> _Texto base_
#####

Dulce María Loynaz

De todos los milagros del Señor, ninguno me parece más bonito que su primer milagro.

Es este de las bodas de Canaán, el que menos trasciende a gravedad, el que podía no haberse hecho... Pero por eso mismo ha de verse en él un verdadero regalo de Nuestro Señor, una graciosa finura suya.

Este es como un milagro niño... Es, entre todos, el que nos hace sonreír, el que tiene algo de juego, de ilusión, de alborozada travesura...

Pero tiene también mucho de tierno, de una muy recatada ternura que no es todavía divina, sino humana, y que va a asomarse un instante levemente, furtivamente –acaso por vez única–, a la avidez de Dios que tiene el mundo.

Este milagro que Jesús no quería hacer, que acaso era pronto para hacer..., se hace, sin embargo, aquella tarde, en gracia y concesión a la solicitud materna.

El gesto que lo dibuja en el aire es el mismo con que se ofrece una flor; y en ese gesto sencillo ha rendido Jesucristo un público homenaje a su Madre, un reconocimiento de su carne dulce y tímida.

Es un milagro con alas de mariposa... Es casi un mimo delicado, una debilidad del sentimiento que impensadamente hace vacilar al Maestro, lo impulsa al fin a ser antes de tiempo lo que habría de ser ya para siempre.

En él, y sólo en él, por un misterioso equilibrio de sus dos sangres, por un misterio de amor, Jesucristo se muestra al mismo tiempo tan Dios nuestro como hijo de María.

#####

> _Listado de filas_

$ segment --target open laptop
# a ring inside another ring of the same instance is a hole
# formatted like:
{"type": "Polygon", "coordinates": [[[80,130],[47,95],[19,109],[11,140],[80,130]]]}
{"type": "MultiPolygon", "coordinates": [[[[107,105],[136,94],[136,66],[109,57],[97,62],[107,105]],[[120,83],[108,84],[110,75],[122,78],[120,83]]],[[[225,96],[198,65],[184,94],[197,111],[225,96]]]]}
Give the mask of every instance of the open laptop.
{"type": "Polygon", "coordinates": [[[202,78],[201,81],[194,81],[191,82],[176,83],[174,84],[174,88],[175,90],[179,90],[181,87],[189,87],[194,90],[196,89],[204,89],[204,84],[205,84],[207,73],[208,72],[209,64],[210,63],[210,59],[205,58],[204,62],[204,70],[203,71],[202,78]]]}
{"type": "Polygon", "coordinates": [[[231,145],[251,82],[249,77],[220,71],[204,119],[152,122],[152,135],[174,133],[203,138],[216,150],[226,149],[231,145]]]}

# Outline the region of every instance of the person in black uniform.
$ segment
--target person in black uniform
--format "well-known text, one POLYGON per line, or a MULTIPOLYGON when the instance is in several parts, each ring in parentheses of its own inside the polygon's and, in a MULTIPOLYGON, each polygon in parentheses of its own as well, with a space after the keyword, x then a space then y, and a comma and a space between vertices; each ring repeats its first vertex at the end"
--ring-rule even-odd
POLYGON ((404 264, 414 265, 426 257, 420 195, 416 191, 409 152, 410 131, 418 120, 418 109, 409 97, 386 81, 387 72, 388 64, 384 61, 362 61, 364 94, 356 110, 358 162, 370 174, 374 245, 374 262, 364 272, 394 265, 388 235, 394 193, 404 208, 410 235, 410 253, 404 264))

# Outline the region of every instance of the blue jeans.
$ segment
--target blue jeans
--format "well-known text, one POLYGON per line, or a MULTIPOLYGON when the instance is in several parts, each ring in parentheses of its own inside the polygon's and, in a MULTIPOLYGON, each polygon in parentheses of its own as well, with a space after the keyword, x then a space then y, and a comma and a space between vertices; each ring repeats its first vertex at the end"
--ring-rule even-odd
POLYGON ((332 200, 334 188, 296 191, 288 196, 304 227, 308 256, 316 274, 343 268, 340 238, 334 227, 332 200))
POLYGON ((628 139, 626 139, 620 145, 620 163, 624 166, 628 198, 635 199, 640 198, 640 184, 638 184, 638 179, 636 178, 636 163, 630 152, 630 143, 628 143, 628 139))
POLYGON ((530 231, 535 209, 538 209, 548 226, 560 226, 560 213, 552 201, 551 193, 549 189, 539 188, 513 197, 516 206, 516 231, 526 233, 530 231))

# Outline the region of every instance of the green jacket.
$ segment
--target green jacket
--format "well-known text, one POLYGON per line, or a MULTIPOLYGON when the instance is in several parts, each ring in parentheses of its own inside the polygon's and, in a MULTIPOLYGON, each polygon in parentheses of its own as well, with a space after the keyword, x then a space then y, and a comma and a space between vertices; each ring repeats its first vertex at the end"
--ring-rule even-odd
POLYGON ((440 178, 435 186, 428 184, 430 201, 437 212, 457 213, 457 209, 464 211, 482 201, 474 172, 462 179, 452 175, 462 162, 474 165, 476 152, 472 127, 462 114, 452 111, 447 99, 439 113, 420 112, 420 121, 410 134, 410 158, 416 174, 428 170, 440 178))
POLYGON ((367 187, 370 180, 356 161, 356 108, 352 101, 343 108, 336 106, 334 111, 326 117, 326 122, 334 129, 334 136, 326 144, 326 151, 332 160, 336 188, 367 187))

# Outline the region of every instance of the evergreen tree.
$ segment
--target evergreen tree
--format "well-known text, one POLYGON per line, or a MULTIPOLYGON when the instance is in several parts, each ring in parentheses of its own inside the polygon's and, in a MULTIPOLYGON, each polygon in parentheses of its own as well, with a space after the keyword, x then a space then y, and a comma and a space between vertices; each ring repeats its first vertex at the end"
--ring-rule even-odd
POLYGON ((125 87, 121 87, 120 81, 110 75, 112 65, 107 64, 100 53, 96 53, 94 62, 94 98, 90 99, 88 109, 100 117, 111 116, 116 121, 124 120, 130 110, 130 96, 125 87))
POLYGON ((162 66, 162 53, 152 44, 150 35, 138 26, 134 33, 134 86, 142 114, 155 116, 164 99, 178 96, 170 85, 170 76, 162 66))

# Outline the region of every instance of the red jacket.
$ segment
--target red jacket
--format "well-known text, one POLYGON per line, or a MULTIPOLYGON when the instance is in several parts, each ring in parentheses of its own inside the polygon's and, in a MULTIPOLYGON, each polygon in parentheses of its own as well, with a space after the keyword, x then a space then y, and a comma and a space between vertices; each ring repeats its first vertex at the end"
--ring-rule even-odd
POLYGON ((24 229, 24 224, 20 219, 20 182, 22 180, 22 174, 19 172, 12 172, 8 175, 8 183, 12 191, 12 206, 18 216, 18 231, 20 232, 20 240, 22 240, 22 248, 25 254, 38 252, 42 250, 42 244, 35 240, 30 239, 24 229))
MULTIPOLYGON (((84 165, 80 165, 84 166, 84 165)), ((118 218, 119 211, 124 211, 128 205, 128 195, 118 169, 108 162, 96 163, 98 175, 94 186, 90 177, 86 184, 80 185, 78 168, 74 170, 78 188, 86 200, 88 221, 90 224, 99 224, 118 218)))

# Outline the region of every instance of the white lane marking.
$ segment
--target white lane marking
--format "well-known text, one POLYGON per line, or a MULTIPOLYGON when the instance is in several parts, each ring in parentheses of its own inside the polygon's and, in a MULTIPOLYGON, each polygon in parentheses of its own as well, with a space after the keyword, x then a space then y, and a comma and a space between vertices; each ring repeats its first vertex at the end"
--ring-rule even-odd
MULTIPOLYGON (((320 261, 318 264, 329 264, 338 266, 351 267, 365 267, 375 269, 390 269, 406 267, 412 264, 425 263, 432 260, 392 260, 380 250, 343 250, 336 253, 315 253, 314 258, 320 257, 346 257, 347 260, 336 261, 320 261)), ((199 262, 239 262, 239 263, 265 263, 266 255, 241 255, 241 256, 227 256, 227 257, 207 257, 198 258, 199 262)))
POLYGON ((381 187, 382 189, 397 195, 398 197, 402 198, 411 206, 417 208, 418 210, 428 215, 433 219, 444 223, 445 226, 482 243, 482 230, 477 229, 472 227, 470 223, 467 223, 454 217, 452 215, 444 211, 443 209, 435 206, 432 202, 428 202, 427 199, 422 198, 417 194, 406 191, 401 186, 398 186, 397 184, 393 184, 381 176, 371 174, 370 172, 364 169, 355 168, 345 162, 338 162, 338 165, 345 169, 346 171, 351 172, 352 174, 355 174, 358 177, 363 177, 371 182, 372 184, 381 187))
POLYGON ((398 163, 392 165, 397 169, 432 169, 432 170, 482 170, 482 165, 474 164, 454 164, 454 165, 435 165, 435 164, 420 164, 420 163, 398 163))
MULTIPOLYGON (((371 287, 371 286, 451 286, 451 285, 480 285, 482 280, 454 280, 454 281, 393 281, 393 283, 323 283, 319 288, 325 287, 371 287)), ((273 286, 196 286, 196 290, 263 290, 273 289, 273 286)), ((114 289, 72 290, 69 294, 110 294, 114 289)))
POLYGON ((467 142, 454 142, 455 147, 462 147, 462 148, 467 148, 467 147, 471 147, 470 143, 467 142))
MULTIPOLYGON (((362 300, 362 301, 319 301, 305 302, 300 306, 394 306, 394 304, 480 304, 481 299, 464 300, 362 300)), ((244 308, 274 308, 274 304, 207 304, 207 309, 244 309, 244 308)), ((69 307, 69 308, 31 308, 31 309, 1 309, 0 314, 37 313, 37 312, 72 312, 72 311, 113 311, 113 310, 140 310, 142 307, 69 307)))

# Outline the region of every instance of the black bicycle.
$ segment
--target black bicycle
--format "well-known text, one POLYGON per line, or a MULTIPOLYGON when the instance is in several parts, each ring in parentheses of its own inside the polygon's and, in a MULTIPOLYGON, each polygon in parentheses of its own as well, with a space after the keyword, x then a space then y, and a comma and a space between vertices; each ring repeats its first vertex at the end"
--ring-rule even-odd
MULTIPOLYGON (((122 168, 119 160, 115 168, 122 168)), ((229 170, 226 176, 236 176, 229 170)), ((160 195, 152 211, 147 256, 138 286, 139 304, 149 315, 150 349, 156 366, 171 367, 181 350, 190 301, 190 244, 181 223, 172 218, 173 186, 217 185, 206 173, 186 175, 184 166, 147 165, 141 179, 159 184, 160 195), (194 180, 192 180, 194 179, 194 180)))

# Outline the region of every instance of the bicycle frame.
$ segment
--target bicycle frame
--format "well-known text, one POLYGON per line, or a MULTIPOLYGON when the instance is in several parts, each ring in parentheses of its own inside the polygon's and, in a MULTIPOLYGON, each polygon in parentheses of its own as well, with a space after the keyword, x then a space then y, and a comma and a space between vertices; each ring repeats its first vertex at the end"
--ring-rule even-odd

#####

> _Ejercicios propuestos_
1: Responde estas preguntas sobre el pasaje del primer milagro de Jesús:
(a) ¿Con qué gesto se compara el que dibuja el milagro en el aire?
(b) ¿En gracia y concesión a qué se hace el milagro aquella tarde?
(c) ¿Qué alas se le atribuyen al milagro?
2: Continúa el pasaje sobre el primer milagro de Jesús a partir de su última oración.

> _Soluciones_
1:
(a) Con el gesto con que se ofrece una flor.
(b) A la solicitud materna.
(c) Alas de mariposa.

2:
No ha rechazado aquí su carga de hombre, el peso de esa otra cruz invisible que nadie le ayudará llevar; antes bien, la ha tomado para sí y ha salido con ella a ser hijo de madre, hombre entre los hombres, pequeño remedio para pequeños
males..., apenas Dios desconocido.

Solo después empezaremos a conocerle; sólo después se nos dirá su nombre y vendrán los grandes milagros.

Otros habrá más asombrosos; otros más deslumbradores y eficaces, como encender los ojos de los ciegos y verdecer los secos pies de los tullidos.

Por tales maravillas hubo entonces gran júbilo en la tierra, y el eco de aquel júbilo sigue rodando de siglo en siglo, porque devolver a un leproso su fresca piel de niño es portento que engendra la esperanza en el más yermo corazón, y traer de nuevo la vida, el alma en fuga al cuerpo de los muertos, suspende el ánimo de todos, cuaja un vago terror entre los vivos.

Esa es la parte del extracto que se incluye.